→ **Texto citado**
---*---

HABLEMOS DE DEMOCRACIA

por Denes Martos

 

La democracia es una forma de gobierno
que emplea la elección de muchos incompetentes
para la designación de unos pocos corruptos.

Si la mente inferior pudiese medir a la superior
del mismo modo en que una regla puede medir
la altura de una pirámide, entonces el sufragio universal
tendría alguna finalidad. Así como están las cosas,
el problema político sigue sin resolver.
George Bernard Shaw

 

No es que lo haya inventado Francis Fukuyama por completo. Si bien escribió todo un libro al respecto, en realidad una de las verdades básicas más sacrosantas del régimen político actual siempre fue la suposición de que el régimen demoliberal – vale decir, eso que hoy conocemos, o creemos conocer, bajo el término genérico de “democracia” – constituye el Fin de la Historia. En términos simples, la teoría sostiene que la democracia postmoderna sería algo así como la culminación de un desarrollo más allá del cual ya no quedaría margen para desarrollos ulteriores. Más aun: en realidad, ni siquiera resultaría posible ni deseable ir “más allá” de la democracia porque se supone que, con ella, está garantizado el establecimiento del mejor de los mundos posibles. La democracia sería así un “estadio final” para la humanidad entera.

Curiosamente, este pensamiento postmoderno contradice otro de los dogmas fundamentales de su propia teoría existencial según el cual el Progreso indefinido resulta axiomáticamente inevitable. En algún momento los intelectuales del régimen, o bien tendrán que optar por el mantenimiento de la democracia tal como hoy existe – y entonces tendrán que renunciar al dogma del Progreso – o bien deberán optar por ese Progreso pero entonces el progresismo tendrá que admitir que la democracia es apenas una construcción temporal tan sujeta al cambio como todo lo demás. Porque, si seguimos sosteniendo la tesis del Progreso indefinido, entonces no se ve muy bien por qué la democracia misma habría de quedar exenta de ese Progreso y por qué no podría ser suplantada en el futuro por algún régimen mucho mejor. Eso de que "la democracia será un mal sistema pero es el menos malo de todos los demás" es un chascarrillo retórico que, o bien nos invita a conformarnos con algo defectuoso, o bien nos revela la impotencia y la incapacidad de los políticos para evolucionar hacia algo más acorde con las necesidades de los tiempos actuales.

---*---

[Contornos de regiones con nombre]
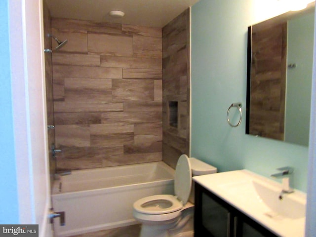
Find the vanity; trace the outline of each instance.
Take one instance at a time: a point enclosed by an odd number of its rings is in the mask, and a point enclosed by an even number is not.
[[[247,170],[193,179],[195,237],[304,236],[305,193]]]

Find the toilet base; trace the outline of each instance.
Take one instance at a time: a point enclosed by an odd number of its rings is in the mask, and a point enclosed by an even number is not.
[[[193,220],[192,215],[185,224],[174,229],[171,224],[162,226],[143,224],[139,237],[194,237]]]

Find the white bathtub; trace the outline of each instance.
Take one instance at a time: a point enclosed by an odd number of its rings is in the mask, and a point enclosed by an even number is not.
[[[174,177],[174,170],[162,161],[73,171],[61,176],[54,183],[52,199],[55,212],[65,212],[66,225],[55,219],[55,236],[136,224],[134,202],[173,194]]]

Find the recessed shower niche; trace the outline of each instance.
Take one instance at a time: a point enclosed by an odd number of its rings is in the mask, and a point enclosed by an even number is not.
[[[178,127],[178,101],[169,101],[169,125],[173,127]]]

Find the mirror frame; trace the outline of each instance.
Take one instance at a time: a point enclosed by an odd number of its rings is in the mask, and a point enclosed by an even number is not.
[[[307,7],[302,10],[296,11],[289,11],[275,17],[267,19],[261,22],[259,22],[254,25],[251,25],[248,27],[247,31],[247,88],[246,88],[246,127],[245,133],[248,135],[253,136],[258,136],[249,133],[250,130],[250,92],[251,85],[251,66],[252,60],[252,27],[258,24],[262,24],[263,26],[269,25],[271,21],[274,22],[274,24],[280,24],[285,22],[288,20],[294,17],[299,17],[306,13],[315,12],[315,2],[309,3]],[[262,136],[261,137],[268,139],[272,139],[277,141],[286,142],[284,140],[278,140],[267,137]]]

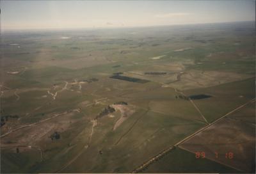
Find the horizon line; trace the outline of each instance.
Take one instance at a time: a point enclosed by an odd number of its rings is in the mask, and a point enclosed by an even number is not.
[[[237,20],[237,21],[225,21],[216,22],[203,22],[203,23],[187,23],[187,24],[163,24],[163,25],[146,25],[146,26],[108,26],[108,27],[76,27],[76,28],[22,28],[22,29],[5,29],[1,28],[0,33],[15,32],[15,31],[70,31],[80,29],[125,29],[125,28],[154,28],[154,27],[168,27],[176,26],[187,25],[200,25],[211,24],[225,24],[225,23],[236,23],[243,22],[255,22],[255,20]]]

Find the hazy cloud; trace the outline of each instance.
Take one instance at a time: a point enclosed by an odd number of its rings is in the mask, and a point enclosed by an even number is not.
[[[113,24],[112,24],[111,22],[106,22],[106,25],[107,25],[107,26],[113,26]]]
[[[183,17],[191,15],[193,13],[165,13],[165,14],[158,14],[155,15],[156,17],[157,18],[170,18],[173,17]]]

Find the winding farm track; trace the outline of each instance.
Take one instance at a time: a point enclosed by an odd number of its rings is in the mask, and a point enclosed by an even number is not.
[[[1,146],[0,148],[18,148],[18,147],[26,147],[28,148],[34,148],[36,149],[37,150],[39,150],[40,152],[40,156],[41,156],[41,161],[43,161],[44,158],[43,158],[43,151],[42,150],[42,149],[38,147],[38,146],[30,146],[30,145],[15,145],[15,146]]]
[[[163,155],[166,154],[166,153],[169,152],[170,151],[175,149],[175,146],[179,146],[179,145],[181,143],[182,143],[183,142],[187,141],[188,139],[194,137],[195,135],[196,135],[197,134],[202,132],[204,130],[205,130],[205,129],[207,129],[207,127],[219,122],[220,121],[221,121],[222,119],[223,119],[224,118],[227,117],[227,116],[228,116],[229,115],[233,113],[234,112],[240,109],[241,108],[244,107],[245,106],[246,106],[247,104],[251,103],[251,102],[253,102],[255,101],[255,98],[250,100],[249,101],[248,101],[247,102],[246,102],[245,104],[236,107],[236,109],[232,110],[231,111],[228,112],[228,113],[224,115],[223,116],[221,116],[220,118],[219,118],[218,119],[216,120],[215,121],[214,121],[213,122],[207,125],[206,126],[201,128],[200,129],[199,129],[198,130],[196,131],[195,132],[193,133],[192,134],[191,134],[190,136],[188,136],[187,137],[186,137],[185,138],[182,139],[182,140],[180,140],[180,141],[179,141],[178,143],[177,143],[176,144],[175,144],[173,146],[171,146],[163,150],[162,150],[161,152],[159,152],[158,154],[157,154],[156,155],[152,157],[152,158],[150,158],[149,160],[148,160],[147,161],[143,162],[141,165],[140,165],[140,166],[138,166],[137,168],[134,169],[132,173],[139,173],[140,171],[142,171],[145,168],[146,168],[147,166],[148,166],[150,164],[151,164],[152,163],[153,163],[154,162],[155,162],[156,160],[157,160],[158,159],[159,159],[161,157],[162,157]]]
[[[1,135],[0,138],[3,138],[3,137],[4,137],[4,136],[6,136],[7,135],[10,134],[10,133],[12,133],[12,132],[15,132],[15,131],[17,131],[17,130],[18,130],[21,129],[23,129],[23,128],[25,128],[25,127],[28,127],[34,126],[34,125],[35,125],[44,123],[44,122],[47,122],[47,121],[49,121],[49,120],[51,120],[51,119],[52,119],[52,118],[58,117],[58,116],[61,116],[61,115],[65,115],[65,114],[67,114],[67,113],[70,113],[70,112],[72,112],[72,111],[65,111],[65,112],[61,113],[56,113],[56,114],[54,114],[54,116],[52,116],[52,117],[45,118],[45,119],[44,119],[44,120],[42,120],[39,121],[39,122],[36,122],[36,123],[31,123],[31,124],[28,124],[28,125],[24,125],[20,126],[20,127],[17,127],[17,128],[15,128],[15,129],[14,129],[10,130],[9,132],[6,132],[6,133],[3,134],[3,135]]]
[[[65,86],[64,86],[61,90],[60,90],[60,91],[58,91],[55,92],[55,93],[53,93],[50,92],[49,90],[47,91],[47,93],[48,93],[49,94],[51,94],[51,95],[52,96],[52,99],[53,99],[53,100],[55,100],[55,99],[56,99],[56,97],[57,97],[58,93],[60,93],[60,92],[61,92],[61,91],[64,91],[65,90],[67,90],[67,86],[68,85],[68,83],[67,81],[65,81],[65,83],[66,83],[66,84],[65,84]]]

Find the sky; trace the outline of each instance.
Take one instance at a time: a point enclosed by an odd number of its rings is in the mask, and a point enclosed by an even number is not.
[[[255,20],[255,0],[1,0],[1,29],[124,28]]]

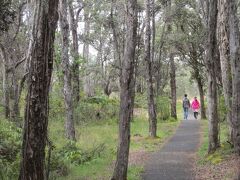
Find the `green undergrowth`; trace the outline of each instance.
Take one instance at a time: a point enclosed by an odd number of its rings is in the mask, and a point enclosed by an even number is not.
[[[131,123],[131,144],[130,152],[137,151],[154,151],[159,148],[170,135],[173,134],[179,121],[159,121],[158,137],[148,137],[148,119],[147,111],[142,109],[140,115],[136,116]],[[53,120],[49,124],[50,138],[55,142],[55,150],[53,153],[59,153],[58,149],[66,149],[64,138],[64,122],[63,120]],[[114,160],[116,158],[117,142],[118,142],[118,123],[116,119],[104,121],[90,122],[86,124],[76,125],[77,142],[75,146],[79,149],[76,153],[78,159],[84,156],[84,152],[90,152],[99,148],[99,151],[92,155],[88,161],[80,163],[71,163],[71,159],[63,161],[66,164],[68,173],[55,171],[52,172],[52,178],[57,179],[109,179],[113,172]],[[68,154],[69,151],[67,151]],[[60,154],[59,157],[66,157]],[[85,155],[86,156],[86,155]],[[61,159],[61,158],[60,158]],[[61,169],[60,169],[61,170]],[[65,170],[65,169],[63,169]],[[142,166],[130,166],[128,171],[128,179],[140,179],[140,174],[143,171]],[[57,176],[60,174],[60,176]]]
[[[22,132],[14,123],[0,119],[0,179],[17,179]]]
[[[139,107],[131,122],[130,153],[155,151],[174,133],[180,122],[173,118],[158,118],[158,137],[149,138],[148,115],[143,108],[145,100],[142,96],[139,98]],[[51,151],[49,146],[46,147],[49,179],[110,179],[117,153],[118,109],[116,99],[104,96],[82,99],[74,112],[77,141],[72,142],[65,138],[64,104],[59,96],[50,97],[48,137],[53,146]],[[19,174],[22,130],[14,123],[0,119],[0,179],[15,180]],[[128,179],[140,179],[142,171],[143,165],[130,165]]]
[[[232,154],[233,149],[227,142],[228,140],[228,127],[226,122],[220,123],[220,147],[213,154],[208,154],[208,121],[201,121],[202,129],[202,144],[198,150],[198,165],[218,164],[224,161],[229,155]]]

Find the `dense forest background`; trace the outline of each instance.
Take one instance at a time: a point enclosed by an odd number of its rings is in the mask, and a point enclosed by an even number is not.
[[[174,132],[184,94],[201,162],[239,155],[238,6],[0,0],[0,179],[139,179],[132,158]]]

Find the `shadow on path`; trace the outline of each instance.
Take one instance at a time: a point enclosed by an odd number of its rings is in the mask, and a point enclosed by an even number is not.
[[[192,180],[194,154],[200,143],[199,120],[183,120],[175,135],[145,164],[144,180]]]

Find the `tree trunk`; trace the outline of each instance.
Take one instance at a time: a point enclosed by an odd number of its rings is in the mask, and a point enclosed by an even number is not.
[[[137,33],[137,1],[127,2],[127,30],[120,76],[119,142],[112,180],[126,180],[130,144],[131,98]]]
[[[84,9],[84,38],[85,42],[83,45],[83,58],[86,61],[86,67],[89,65],[89,35],[90,35],[90,14],[89,14],[89,7],[85,6]],[[92,81],[91,81],[91,73],[87,70],[87,73],[84,77],[84,92],[88,97],[94,95]]]
[[[174,56],[170,54],[171,117],[177,119],[177,87]]]
[[[73,95],[71,85],[71,70],[69,62],[69,24],[67,20],[67,0],[60,0],[59,4],[60,28],[62,33],[62,70],[63,70],[63,95],[66,109],[65,132],[66,137],[75,140],[75,128],[73,120]]]
[[[154,102],[153,78],[152,78],[152,59],[151,59],[151,27],[150,27],[150,0],[145,0],[146,8],[146,29],[145,29],[145,52],[144,60],[147,67],[147,93],[148,93],[148,116],[149,116],[149,135],[157,136],[157,115]]]
[[[1,50],[1,57],[3,60],[2,63],[2,75],[3,75],[3,105],[4,105],[4,114],[5,114],[5,118],[8,119],[10,118],[10,94],[9,94],[9,77],[8,77],[8,56],[6,54],[6,51],[3,47],[2,44],[0,44],[0,50]]]
[[[209,2],[208,36],[206,47],[206,67],[208,72],[208,121],[209,144],[208,153],[214,152],[219,147],[218,139],[218,111],[217,111],[217,78],[216,64],[216,28],[217,28],[217,1]]]
[[[53,44],[58,1],[35,0],[30,56],[30,78],[25,108],[22,163],[19,179],[44,179],[48,126],[49,86],[53,68]]]
[[[198,91],[199,91],[199,95],[200,95],[201,118],[207,119],[202,79],[200,77],[198,77],[196,79],[197,79]]]
[[[240,155],[240,32],[235,0],[229,0],[230,59],[232,69],[232,124],[233,144]]]
[[[227,122],[229,124],[229,140],[233,142],[232,128],[232,78],[229,52],[229,2],[219,0],[219,51],[222,71],[222,84],[225,106],[227,108]]]
[[[72,1],[69,1],[70,27],[72,32],[72,80],[73,80],[73,101],[76,105],[80,100],[80,82],[79,82],[79,53],[78,53],[78,22],[74,15]]]

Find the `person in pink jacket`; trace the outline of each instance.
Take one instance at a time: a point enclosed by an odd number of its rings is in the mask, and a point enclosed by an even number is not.
[[[194,97],[194,100],[192,101],[191,107],[192,107],[193,112],[194,112],[194,117],[195,117],[195,119],[197,119],[198,111],[200,109],[200,103],[197,100],[197,97]]]

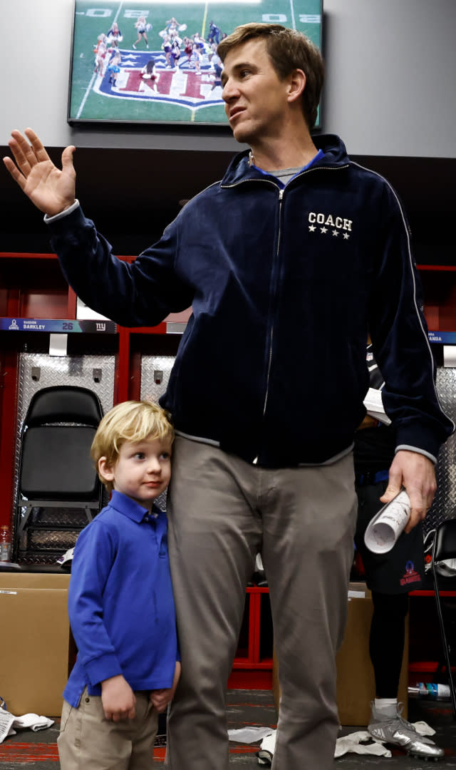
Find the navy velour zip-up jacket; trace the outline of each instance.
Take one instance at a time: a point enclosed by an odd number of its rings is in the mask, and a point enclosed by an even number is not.
[[[398,446],[435,457],[454,426],[401,203],[338,137],[313,140],[324,157],[285,188],[237,156],[131,264],[79,207],[51,220],[52,247],[84,302],[124,326],[192,306],[161,400],[178,432],[266,467],[331,461],[365,413],[369,330]]]

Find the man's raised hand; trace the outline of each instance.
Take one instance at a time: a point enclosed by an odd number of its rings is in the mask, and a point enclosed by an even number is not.
[[[35,131],[25,129],[25,136],[12,131],[9,157],[3,159],[15,182],[40,211],[48,216],[59,214],[75,203],[76,173],[73,166],[75,147],[62,153],[62,170],[54,165]]]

---*---

→ **Desafío**
Reproduce literalmente el pasaje del texto sobre la democracia que va desde "No es que lo" hasta "la humanidad entera.". Los ítems son material independiente del texto sobre la democracia.

→ **Solución escrita**
No es que lo haya inventado Francis Fukuyama por completo. Si bien escribió todo un libro al respecto, en realidad una de las verdades básicas más sacrosantas del régimen político actual siempre fue la suposición de que el régimen demoliberal – vale decir, eso que hoy conocemos, o creemos conocer, bajo el término genérico de “democracia” – constituye el Fin de la Historia. En términos simples, la teoría sostiene que la democracia postmoderna sería algo así como la culminación de un desarrollo más allá del cual ya no quedaría margen para desarrollos ulteriores. Más aun: en realidad, ni siquiera resultaría posible ni deseable ir “más allá” de la democracia porque se supone que, con ella, está garantizado el establecimiento del mejor de los mundos posibles. La democracia sería así un “estadio final” para la humanidad entera.